Defining gender in human studies is both difficult and controversial. Indeed, some have argued that sex and gender are “irreducibly entangled,” and that even the most seemingly straightforward presentation of sex as a biological variable in human studies is inevitably a mix of sex and gender (24,25,80). Sociologists Westbrook and Saperstein (81), observing the tendency of large surveys to conflate sex and gender, call the state of measurement a “conceptual muddle” that is fraught with essentialist treatment of sex and gender as synonymous, obvious, easily determined by others, and unchanging over the life course.

The very concept of gender is subtle, complex, and shifting. It has been suggested that gender comprises at least three distinct, but interrelated components, the “three dimensions of gender” (82). These include: (1) our physical bodies, how we experience them, and how others interact with them; (2) our gender identity, our internal sense of ourselves as female, male, a blend of both, or neither; and (3) our gender expression, how we present our gender and how society interacts with the gender we present. Note that these dimensions are independent of sexual orientation. We are likely to see new measures of gender emerge; however, at present, there are few studies that have attempted to relate nuanced dimensions of gender to health and disease (81,83).

RECORDED INFORMATION –
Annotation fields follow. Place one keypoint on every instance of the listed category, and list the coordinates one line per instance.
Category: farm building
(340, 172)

WORK INSTRUCTION – Copy out everything from "The very concept" down to "and disease (81,83)." in the passage on defining gender, renaming "dimensions" to "aspects" throughout.

WRITTEN SOLUTION –
The very concept of gender is subtle, complex, and shifting. It has been suggested that gender comprises at least three distinct, but interrelated components, the “three aspects of gender” (82). These include: (1) our physical bodies, how we experience them, and how others interact with them; (2) our gender identity, our internal sense of ourselves as female, male, a blend of both, or neither; and (3) our gender expression, how we present our gender and how society interacts with the gender we present. Note that these aspects are independent of sexual orientation. We are likely to see new measures of gender emerge; however, at present, there are few studies that have attempted to relate nuanced aspects of gender to health and disease (81,83).